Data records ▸
[Start of section]
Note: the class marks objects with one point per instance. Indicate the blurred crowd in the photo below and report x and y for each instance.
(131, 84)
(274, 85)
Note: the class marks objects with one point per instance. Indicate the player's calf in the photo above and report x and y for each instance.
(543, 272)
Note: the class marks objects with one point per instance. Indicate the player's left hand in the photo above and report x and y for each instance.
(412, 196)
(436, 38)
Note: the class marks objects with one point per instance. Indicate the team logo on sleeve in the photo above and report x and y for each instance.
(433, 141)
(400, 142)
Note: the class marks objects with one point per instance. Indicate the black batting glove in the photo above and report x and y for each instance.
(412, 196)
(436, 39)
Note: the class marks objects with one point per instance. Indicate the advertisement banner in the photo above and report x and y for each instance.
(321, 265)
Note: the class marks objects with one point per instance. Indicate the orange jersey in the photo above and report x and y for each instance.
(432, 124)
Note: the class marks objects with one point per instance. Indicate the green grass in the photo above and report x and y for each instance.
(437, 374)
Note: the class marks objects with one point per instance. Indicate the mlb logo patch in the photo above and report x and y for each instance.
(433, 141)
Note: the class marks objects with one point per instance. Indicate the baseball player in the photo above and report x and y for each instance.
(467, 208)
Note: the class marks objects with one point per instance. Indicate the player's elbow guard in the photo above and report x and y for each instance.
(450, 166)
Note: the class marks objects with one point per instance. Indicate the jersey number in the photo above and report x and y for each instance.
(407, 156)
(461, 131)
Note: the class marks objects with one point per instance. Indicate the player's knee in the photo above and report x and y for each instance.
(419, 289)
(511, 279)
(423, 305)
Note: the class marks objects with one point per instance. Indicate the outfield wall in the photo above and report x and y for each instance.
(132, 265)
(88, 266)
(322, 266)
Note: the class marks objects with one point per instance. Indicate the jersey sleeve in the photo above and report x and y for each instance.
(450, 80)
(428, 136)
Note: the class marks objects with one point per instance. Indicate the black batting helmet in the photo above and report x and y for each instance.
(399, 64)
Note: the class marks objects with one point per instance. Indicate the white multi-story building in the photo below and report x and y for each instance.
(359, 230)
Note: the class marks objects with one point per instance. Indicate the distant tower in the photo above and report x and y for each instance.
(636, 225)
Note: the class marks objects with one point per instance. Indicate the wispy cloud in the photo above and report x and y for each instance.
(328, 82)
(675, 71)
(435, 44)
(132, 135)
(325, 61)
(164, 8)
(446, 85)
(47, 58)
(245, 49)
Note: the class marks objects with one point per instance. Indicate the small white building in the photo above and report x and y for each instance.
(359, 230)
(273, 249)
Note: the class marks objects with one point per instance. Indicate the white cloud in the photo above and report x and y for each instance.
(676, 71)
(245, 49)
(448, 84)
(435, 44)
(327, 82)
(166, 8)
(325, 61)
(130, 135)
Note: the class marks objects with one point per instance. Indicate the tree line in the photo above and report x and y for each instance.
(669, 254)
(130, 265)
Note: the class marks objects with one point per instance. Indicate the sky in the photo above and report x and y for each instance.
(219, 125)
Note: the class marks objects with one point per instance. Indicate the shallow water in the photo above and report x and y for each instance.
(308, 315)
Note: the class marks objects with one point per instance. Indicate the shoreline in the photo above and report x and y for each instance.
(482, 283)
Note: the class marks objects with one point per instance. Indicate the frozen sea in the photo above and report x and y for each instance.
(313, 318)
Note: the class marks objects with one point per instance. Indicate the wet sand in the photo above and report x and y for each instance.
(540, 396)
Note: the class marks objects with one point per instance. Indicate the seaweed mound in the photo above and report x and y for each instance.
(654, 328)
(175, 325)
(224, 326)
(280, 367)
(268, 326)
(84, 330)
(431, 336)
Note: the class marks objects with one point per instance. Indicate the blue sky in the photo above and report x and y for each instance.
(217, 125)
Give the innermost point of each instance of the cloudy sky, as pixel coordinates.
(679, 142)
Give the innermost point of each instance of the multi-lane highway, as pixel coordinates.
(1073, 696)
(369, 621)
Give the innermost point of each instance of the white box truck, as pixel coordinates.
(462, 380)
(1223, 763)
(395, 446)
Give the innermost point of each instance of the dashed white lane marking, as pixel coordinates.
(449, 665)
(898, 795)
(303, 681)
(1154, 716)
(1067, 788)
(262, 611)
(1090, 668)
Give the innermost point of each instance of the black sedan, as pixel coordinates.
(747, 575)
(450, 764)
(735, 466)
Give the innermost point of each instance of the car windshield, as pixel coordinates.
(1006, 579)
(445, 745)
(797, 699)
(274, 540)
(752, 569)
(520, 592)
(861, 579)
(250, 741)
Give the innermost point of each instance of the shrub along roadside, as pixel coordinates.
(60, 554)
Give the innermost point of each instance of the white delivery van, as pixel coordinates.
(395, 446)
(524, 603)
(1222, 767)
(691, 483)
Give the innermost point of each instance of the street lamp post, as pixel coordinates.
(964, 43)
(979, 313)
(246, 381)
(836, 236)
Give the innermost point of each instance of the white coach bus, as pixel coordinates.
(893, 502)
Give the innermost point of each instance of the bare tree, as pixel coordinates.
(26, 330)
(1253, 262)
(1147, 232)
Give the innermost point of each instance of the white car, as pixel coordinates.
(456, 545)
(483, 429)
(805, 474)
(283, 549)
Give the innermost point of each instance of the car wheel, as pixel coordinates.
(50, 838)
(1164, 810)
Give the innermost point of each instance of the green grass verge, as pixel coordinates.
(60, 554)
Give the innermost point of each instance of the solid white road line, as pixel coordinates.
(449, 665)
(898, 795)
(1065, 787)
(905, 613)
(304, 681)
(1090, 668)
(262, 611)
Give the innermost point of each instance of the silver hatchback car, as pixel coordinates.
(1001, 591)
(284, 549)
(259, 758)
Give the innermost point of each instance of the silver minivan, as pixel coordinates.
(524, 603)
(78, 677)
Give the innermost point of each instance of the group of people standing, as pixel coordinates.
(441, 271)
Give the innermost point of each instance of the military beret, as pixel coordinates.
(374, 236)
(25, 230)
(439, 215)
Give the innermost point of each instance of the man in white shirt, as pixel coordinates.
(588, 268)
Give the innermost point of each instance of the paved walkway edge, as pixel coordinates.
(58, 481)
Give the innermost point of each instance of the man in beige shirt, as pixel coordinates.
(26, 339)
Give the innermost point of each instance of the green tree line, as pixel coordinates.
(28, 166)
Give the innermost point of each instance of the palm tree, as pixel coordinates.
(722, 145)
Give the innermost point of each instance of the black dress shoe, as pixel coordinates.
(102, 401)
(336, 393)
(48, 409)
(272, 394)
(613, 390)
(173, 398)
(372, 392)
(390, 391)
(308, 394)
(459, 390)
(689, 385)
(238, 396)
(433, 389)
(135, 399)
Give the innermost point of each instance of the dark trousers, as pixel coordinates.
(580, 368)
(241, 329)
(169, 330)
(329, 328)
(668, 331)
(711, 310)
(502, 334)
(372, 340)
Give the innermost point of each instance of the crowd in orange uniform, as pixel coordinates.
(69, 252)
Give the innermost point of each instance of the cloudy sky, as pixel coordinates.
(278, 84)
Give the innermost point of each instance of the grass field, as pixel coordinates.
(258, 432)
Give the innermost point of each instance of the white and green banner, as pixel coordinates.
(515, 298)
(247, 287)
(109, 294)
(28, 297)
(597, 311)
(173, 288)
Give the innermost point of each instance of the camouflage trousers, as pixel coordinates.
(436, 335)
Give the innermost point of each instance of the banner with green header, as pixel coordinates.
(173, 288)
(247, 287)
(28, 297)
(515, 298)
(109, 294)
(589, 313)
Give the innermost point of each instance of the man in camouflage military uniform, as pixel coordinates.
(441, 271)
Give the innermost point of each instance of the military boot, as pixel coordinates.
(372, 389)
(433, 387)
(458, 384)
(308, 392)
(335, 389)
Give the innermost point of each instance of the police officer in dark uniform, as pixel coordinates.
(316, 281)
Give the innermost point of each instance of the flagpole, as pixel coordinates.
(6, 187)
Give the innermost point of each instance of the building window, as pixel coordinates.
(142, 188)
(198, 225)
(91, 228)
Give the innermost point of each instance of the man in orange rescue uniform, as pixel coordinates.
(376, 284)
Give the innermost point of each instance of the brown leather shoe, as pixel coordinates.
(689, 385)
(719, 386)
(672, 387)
[End of section]
WHAT THE TASK REQUIRES ▸
Restate word for word each line of the data from the one with "Give the innermost point of each instance of the brown" to the last, keeping both ends.

PROBLEM SOLUTION ▸
Give the innermost point of each instance of the brown leather shoe, as pixel coordinates.
(689, 385)
(719, 386)
(672, 387)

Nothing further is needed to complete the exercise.